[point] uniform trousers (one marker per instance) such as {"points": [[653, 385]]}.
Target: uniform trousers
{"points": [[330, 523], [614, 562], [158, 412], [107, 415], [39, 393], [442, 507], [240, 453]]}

* * *

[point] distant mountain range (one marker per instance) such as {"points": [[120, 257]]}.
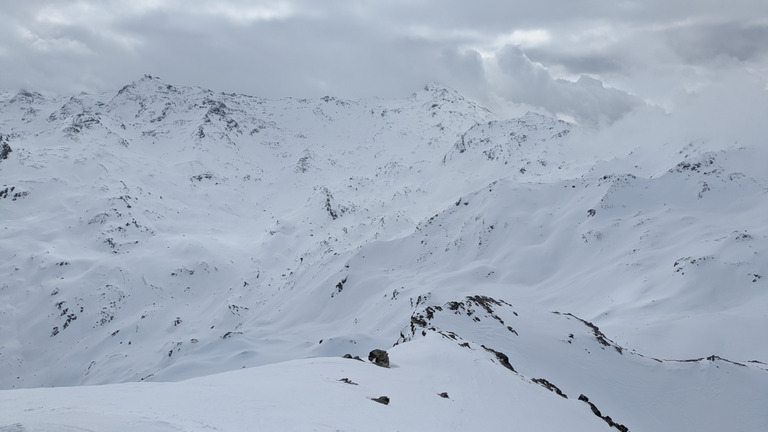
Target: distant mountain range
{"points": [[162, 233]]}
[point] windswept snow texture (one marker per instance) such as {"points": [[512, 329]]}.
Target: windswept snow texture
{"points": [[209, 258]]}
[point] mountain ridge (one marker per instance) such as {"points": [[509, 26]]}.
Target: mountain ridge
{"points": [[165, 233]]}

▶ **TASK DESCRIPTION**: Each line above that contains the word "marker" should be copied.

▶ **SOLUTION**:
[point] uniform trousers (one marker per instance) such as {"points": [[653, 385]]}.
[point] distant mountain range (one marker per instance) such as {"points": [[120, 257]]}.
[point] windswept snow texture (one marker per instance) such as {"points": [[512, 329]]}.
[point] mountain ridge (one marker per instance) such as {"points": [[509, 26]]}.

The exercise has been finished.